GNU bug report logs -
#13598
24.3.50; url-http.el doesn't correctly parse headers when they are sent line-by-line
Previous Next
Reported by: coroa <at> online.de (Jonas Hoersch)
Date: Thu, 31 Jan 2013 18:11:01 UTC
Severity: normal
Merged with 14372
Found in versions 24.3, 24.3.50
Fixed in version 24.4
Done: Glenn Morris <rgm <at> gnu.org>
Bug is archived. No further changes may be made.
To add a comment to this bug, you must first unarchive it, by sending
a message to control AT debbugs.gnu.org, with unarchive 13598 in the body.
You can then email your comments to 13598 AT debbugs.gnu.org in the normal way.
Toggle the display of automated, internal messages from the tracker.
Report forwarded
to
bug-gnu-emacs <at> gnu.org
:
bug#13598
; Package
emacs
.
(Thu, 31 Jan 2013 18:11:02 GMT)
Full text and
rfc822 format available.
Acknowledgement sent
to
coroa <at> online.de (Jonas Hoersch)
:
New bug report received and forwarded. Copy sent to
bug-gnu-emacs <at> gnu.org
.
(Thu, 31 Jan 2013 18:11:02 GMT)
Full text and
rfc822 format available.
Message #5 received at submit <at> debbugs.gnu.org (full text, mbox):
hej, everyone,
i just finished hunting down an improbable bug in url-http.el, which
appears when a url is retrieved from a server which sends the headers
line-by-line instead of in one junk, like it is the case for the
BaseHTTPServer classes coming along in python 2.
A simple test-case looks like the following (sorry for the long
non-emacs setup stuff, but it's the minimalist example i could come up
with)

■ ■ ■ ■ ■ ■ ■

**Given exercise**. Duplicate, word for word, the portion of the bug report between "Date: Thu, 31" and "the normal way.", inclusive.

**Records provided**.
■ ■ ■ ■ ■ ■ ■

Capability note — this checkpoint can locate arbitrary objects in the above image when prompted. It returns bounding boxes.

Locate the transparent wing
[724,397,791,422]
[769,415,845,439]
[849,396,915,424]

■ ■ ■ ■ ■ ■ ■

**Exercise result**.
Date: Thu, 31 Jan 2013 18:11:01 UTC
Severity: normal
Merged with 14372
Found in versions 24.3, 24.3.50
Fixed in version 24.4
Done: Glenn Morris <rgm <at> gnu.org>
Bug is archived. No further changes may be made.
To add a comment to this bug, you must first unarchive it, by sending
a message to control AT debbugs.gnu.org, with unarchive 13598 in the body.
You can then email your comments to 13598 AT debbugs.gnu.org in the normal way.